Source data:
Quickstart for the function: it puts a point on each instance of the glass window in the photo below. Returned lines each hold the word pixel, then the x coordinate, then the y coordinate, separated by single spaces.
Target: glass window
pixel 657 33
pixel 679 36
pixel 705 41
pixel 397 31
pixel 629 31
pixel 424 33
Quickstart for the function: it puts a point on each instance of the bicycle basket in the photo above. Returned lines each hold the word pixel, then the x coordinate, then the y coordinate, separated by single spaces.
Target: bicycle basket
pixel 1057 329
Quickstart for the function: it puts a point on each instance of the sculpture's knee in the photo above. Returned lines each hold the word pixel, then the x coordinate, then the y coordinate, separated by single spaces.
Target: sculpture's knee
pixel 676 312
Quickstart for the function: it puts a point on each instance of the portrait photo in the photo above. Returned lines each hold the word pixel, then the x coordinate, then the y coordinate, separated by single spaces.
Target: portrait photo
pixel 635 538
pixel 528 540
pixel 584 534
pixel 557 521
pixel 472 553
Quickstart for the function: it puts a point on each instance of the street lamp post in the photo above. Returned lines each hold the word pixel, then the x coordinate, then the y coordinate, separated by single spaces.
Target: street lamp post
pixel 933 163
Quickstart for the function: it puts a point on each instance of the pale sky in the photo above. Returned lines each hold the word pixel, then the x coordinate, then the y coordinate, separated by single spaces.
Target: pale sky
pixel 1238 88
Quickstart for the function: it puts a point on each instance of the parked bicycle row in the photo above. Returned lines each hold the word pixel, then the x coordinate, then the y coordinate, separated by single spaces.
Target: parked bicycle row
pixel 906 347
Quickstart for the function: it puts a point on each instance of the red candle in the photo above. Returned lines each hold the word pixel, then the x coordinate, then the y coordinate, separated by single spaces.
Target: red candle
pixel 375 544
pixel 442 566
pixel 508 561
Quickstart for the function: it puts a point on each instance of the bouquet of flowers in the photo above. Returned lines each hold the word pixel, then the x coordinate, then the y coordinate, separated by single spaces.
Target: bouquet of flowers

WORK REQUIRED →
Copy out verbatim every line of the listing from the one containing "of the pale" through the final line of the listing, both ends included.

COMPLETED TASK →
Quickstart for the function: it puts a point on each instance of the pale sky in the photo above. Returned lines each hold the word pixel, then the x coordinate, then the y coordinate, separated by single spaces.
Target: pale sky
pixel 1238 88
Quickstart for the function: it puts a point on each instance of the parked bicycle row in the photo above. Returned lines each hold the word pixel, then the x coordinate, then the y coordinate, separated by single spaces.
Target: parked bicycle row
pixel 906 347
Quickstart for the function: it puts a point on each instance of the red candle in the photo above. Returned lines each hold the word pixel, then the x coordinate, then the y coordinate, separated by single spaces.
Target: red candle
pixel 375 544
pixel 442 566
pixel 508 561
Quickstart for the function: it puts a point on each instance of the bouquet of flowers in the photo above. Returned lines each hold the word pixel, then the x coordinate, then the y coordinate, separated by single spaces.
Target: bouquet of flowers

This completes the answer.